## GIVEN EXERCISE
In the items below, rescale the part that opens with the line containing "Exercise. Spot the hilltop" and runs through the end of the items, both ends included. Rewrite every line of that part, leaving everything else unchanged, with each answer coordinate multiplied by 2.35 and rounded to a whole number, halves rounded up.

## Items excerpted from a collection

## begin

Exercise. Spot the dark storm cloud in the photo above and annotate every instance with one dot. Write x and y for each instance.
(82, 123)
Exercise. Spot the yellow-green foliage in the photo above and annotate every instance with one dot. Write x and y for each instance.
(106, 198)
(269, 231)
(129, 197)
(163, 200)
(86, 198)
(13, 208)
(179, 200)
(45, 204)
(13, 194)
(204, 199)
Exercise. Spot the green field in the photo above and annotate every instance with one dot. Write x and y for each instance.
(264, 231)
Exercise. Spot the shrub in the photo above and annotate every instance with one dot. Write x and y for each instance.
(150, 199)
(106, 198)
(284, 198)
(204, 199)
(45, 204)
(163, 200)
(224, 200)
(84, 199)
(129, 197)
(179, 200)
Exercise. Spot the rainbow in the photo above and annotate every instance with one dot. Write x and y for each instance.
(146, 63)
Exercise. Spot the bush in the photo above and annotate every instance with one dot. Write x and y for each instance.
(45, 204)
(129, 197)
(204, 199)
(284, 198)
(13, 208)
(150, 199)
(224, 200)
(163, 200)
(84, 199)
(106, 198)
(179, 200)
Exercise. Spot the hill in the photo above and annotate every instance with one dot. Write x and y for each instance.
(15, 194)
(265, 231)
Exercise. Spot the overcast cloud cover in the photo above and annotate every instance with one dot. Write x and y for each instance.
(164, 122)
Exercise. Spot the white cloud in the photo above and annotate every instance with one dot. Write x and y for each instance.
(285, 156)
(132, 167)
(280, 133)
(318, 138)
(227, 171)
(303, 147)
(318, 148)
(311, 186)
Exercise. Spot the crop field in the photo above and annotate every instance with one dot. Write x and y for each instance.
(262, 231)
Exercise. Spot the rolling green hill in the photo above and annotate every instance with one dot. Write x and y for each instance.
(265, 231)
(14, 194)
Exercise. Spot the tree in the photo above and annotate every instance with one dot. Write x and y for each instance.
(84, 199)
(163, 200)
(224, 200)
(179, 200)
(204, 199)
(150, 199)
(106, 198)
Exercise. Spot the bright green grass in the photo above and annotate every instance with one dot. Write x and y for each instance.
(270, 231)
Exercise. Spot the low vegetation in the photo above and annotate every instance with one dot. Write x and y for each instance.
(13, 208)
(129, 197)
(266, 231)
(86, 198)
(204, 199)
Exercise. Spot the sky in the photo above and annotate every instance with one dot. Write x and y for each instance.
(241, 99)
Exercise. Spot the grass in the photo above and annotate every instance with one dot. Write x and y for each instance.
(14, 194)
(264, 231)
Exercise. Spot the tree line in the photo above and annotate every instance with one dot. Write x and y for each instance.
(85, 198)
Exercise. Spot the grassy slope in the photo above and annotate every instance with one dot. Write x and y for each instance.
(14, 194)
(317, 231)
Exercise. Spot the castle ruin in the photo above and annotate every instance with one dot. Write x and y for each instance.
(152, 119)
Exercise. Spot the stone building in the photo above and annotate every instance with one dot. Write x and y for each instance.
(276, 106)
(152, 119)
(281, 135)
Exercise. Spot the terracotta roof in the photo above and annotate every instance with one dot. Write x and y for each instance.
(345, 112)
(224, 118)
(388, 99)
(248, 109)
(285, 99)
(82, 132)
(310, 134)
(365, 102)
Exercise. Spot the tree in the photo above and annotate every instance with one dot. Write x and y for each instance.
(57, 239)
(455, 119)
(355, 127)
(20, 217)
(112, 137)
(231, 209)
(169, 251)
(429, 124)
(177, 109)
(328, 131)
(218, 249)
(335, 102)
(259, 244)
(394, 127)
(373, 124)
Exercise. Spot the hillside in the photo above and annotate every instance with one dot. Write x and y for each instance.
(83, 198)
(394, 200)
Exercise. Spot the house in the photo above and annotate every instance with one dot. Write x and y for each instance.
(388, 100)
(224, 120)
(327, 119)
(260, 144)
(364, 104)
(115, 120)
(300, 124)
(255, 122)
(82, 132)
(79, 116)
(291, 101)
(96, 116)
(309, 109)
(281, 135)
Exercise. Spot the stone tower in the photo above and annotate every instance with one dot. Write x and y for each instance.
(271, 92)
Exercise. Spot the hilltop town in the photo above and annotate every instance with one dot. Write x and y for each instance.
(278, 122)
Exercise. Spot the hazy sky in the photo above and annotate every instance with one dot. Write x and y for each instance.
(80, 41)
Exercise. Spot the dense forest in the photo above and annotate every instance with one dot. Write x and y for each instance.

## end

## WRITTEN ANSWER
Exercise. Spot the hilltop town in the photo above and annotate every instance with one dot. Write x and y for each instance.
(653, 287)
Exercise. Spot the hazy sky in the photo above and annotate every instance with one dot. Write x and y for each instance.
(188, 96)
Exercise. Spot the dense forest in the photo above and annotate every instance with one dot. Write x and y for each instance.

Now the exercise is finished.